Render every line of the listing below as a Markdown table with the columns Row and Line, numbering the rows in order and skipping blank lines. Omit the pictures from the table.

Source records
>>

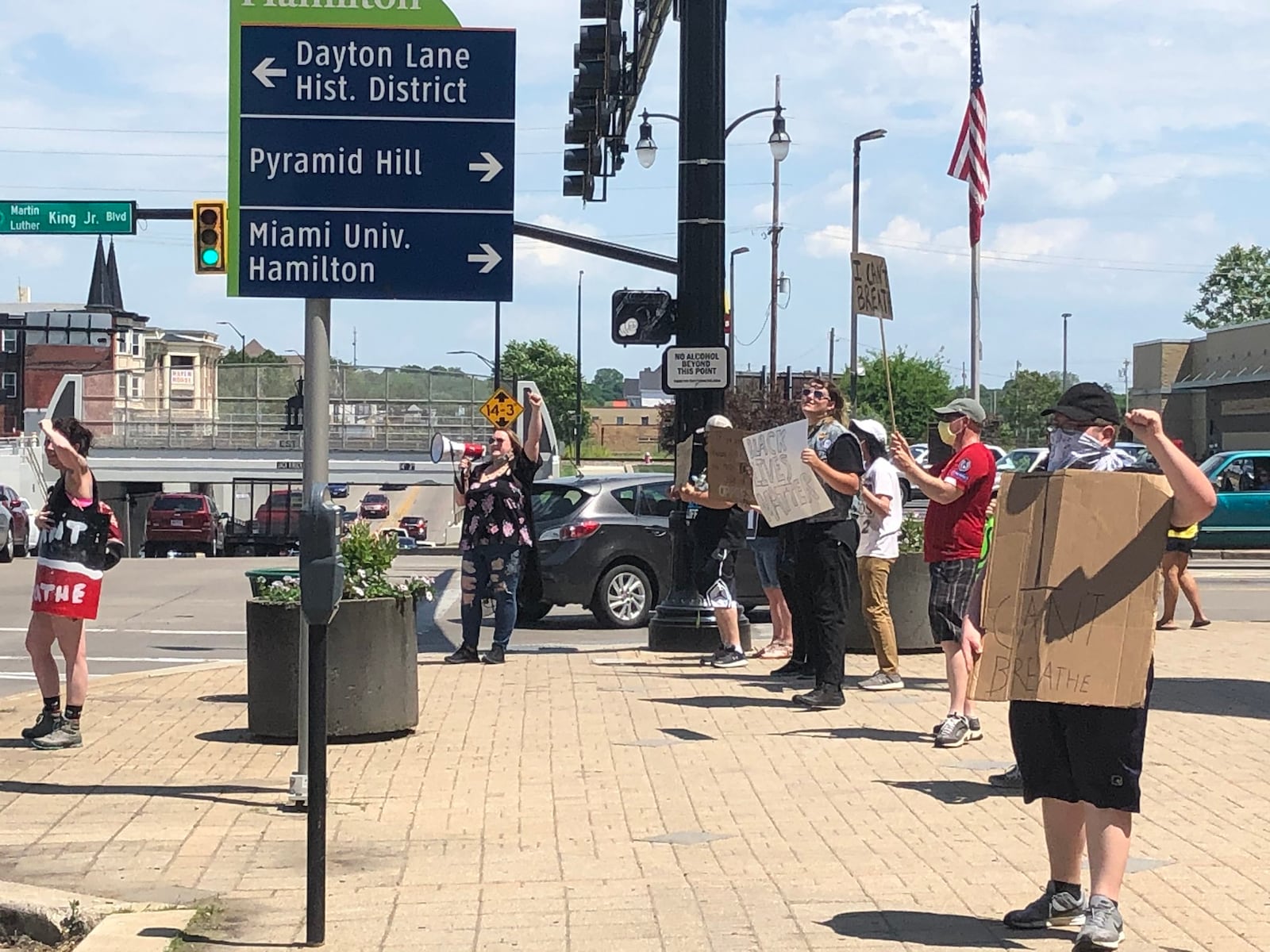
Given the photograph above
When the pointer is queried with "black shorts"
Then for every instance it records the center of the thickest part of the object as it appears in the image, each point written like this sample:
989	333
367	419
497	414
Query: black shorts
1081	753
950	597
714	577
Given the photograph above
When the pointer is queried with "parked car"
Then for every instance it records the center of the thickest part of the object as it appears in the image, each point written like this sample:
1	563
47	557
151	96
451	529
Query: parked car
19	518
6	546
414	526
183	522
375	505
603	543
1242	517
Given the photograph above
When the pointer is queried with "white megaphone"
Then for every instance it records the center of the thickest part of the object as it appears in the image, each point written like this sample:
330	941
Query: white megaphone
444	447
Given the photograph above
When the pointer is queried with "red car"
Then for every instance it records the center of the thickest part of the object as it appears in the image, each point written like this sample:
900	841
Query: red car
375	505
183	522
414	526
19	524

<<

__RESPONSE__.
| Row | Line |
|---|---|
| 1 | Given the photograph above |
| 2 | When the pointer is queried with "black shorts" |
| 3 | Then for every instance it records the center of the thickest part of the object as it appears in the image, each point written like this sample: |
| 4 | 989	333 |
| 5 | 367	419 |
| 6 | 497	414 |
| 7 | Query: black shorts |
| 8 | 1081	753 |
| 9 | 950	597 |
| 10 | 714	577 |
| 11 | Given the photograph above |
| 12 | When the pointer is queried with "parked car" |
| 13 | Then for every instance it records the center of the thickest part of the object as it appears in the image, each point written like this sample: |
| 14 | 1	563 |
| 15 | 47	557 |
| 16 | 151	96 |
| 17 | 451	529 |
| 18 | Query: parked car |
| 19 | 19	518 |
| 20 | 6	546 |
| 21 | 414	526 |
| 22 | 183	522 |
| 23 | 375	505 |
| 24 | 603	543 |
| 25 | 1242	517 |
| 26 | Given the photograph above |
| 27 | When the pointer is queried with "white megaphone" |
| 28 | Then for every instance it records the center of the thickest part of the object as it appears in the image, each point written like this sample: |
| 29 | 330	941 |
| 30 | Query: white megaphone |
| 31 | 444	447 |
| 32 | Given the photograph above |
| 33 | When the pointer is queried with "red car" |
| 34 | Then for every instance it records the center of the thickest part of the object as it appears in the image, each point written like this sample: |
| 35 | 900	841 |
| 36 | Query: red car |
| 37 | 375	505 |
| 38 | 183	522 |
| 39 | 414	526 |
| 40 | 19	524 |